- [Text shown]:
>>>
- Born: 11 August 1957 (age 69) London, England
- Occupations: Photographer, concert photography
- Website: rosshalfin.com

= Ross Halfin =

British rock and roll photographer (born 1957)

Ross William Halfin (born 11 August 1957) is a British rock music photographer. Since the late 1970s he has worked for some of the biggest acts in rock and heavy metal, including Led Zeppelin, AC/DC, Black Sabbath, The Who, Kiss, Metallica, Iron Maiden, Judas Priest, Van Halen, Def Leppard, UFO and many others.

== Early life ==
Halfin was born and raised in Wimbledon Chase, London to a Scottish mother and Russian father.

His father Lazarus was a Russian Jewish actor, who then became a music publisher. He had a number one hit in 1957 as writer of the song "You're a Pink Toothbrush". which was a UK number one single for Max Bygraves. His uncle Dennis was a commando who was captured by the Nazis in Crete during World War II. Because he was Jewish, he threw away his ID card, stating he was Canadian and then spent four years as a prisoner of war in Colditz.
<<<
- [Required work]:
(1) Answer these questions using the article about Ross Halfin:
(a) In what area of London was Halfin born and raised?
(b) What work did his father Lazarus do?
(c) Where was his uncle Dennis captured during World War II?
(2) Turn the paragraph beginning "His father Lazarus" in the Ross Halfin article into a bulleted list that keeps its main facts.
(3) Carry on the article about Ross Halfin from the point where it stops.

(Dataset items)
>>>
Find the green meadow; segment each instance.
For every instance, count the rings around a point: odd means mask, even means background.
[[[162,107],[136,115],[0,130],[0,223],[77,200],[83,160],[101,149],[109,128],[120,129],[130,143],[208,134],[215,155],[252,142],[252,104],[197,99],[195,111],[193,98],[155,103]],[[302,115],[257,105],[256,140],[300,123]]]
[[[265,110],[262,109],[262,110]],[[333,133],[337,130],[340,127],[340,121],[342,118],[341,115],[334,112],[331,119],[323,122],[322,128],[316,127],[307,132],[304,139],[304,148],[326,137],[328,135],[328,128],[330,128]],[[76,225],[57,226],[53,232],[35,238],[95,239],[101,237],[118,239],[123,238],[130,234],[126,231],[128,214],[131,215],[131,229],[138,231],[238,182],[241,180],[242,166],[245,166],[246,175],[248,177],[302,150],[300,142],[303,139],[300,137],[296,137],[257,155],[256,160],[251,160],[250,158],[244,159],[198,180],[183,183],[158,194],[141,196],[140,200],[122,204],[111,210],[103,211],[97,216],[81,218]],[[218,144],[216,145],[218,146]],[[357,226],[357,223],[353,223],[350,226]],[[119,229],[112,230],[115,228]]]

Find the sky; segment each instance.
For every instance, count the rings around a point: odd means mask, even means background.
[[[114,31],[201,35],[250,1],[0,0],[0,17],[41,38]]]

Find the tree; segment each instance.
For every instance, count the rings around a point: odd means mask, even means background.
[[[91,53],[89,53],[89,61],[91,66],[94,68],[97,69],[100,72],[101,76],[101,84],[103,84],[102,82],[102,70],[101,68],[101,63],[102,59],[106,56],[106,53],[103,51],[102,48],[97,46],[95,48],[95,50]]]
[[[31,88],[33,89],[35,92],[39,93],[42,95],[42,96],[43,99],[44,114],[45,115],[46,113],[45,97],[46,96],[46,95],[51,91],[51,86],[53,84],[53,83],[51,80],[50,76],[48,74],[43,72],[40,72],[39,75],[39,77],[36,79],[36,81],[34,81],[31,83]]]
<<<
- [Answers]:
(1)
(a) Wimbledon Chase.
(b) He was an actor and later became a music publisher.
(c) In Crete, by the Nazis.

(2)
- Father Lazarus: a Russian Jewish actor who later became a music publisher
- Wrote "You're a Pink Toothbrush," a UK number one single for Max Bygraves in 1957
- Uncle Dennis: a commando captured by the Nazis in Crete during World War II
- Being Jewish, Dennis threw away his ID card and claimed to be Canadian
- He then spent four years as a prisoner of war in Colditz

(3)
Halfin originally wanted to be an artist when he grew up. He attended the Wimbledon School of Art starting in 1975 where he studied painting.

Disillusioned with the school's preoccupation with Modernism, he started shooting music photography, bringing his camera along to rock concerts, which he could do with no restrictions at the time. He later claimed he became a rock photographer by accident.

== Career ==
Halfin shoots both freelance and assignment pieces, for magazines and clients directly.

He has toured with many bands, including Metallica, Iron Maiden, Status Quo, Def Leppard, The Who, AC/DC, Led Zeppelin, Jam, Blondie, Mötley Crüe, Van Halen, Aerosmith, The Black Crowes, Ozzy Osbourne, Kiss, Soundgarden, Queens of the Stone Age and The Mars Volta.

=== 1970s ===
Halfin began his career working for Sounds magazine in the 1970s, shooting various artists on the punk scene including The Clash, The Jam, The Sex Pistols, 999 and The Adverts.

=== 1980s ===
After linking up with writers Geoff Barton and Peter Makowski, Halfin moved on to working mainly in the US with bands such as Iron Maiden, AC/DC, Bon Jovi, UFO, Rush, Journey, Aerosmith and Black Sabbath.

In 1980, Halfin became chief photographer of new music magazine Kerrang!, photographing their first cover of AC/DC. He continued shooting with them for the next 20 years.

Halfin took the last photo of Bon Scott alive in 1980, alongside UFO bassist Pete Way.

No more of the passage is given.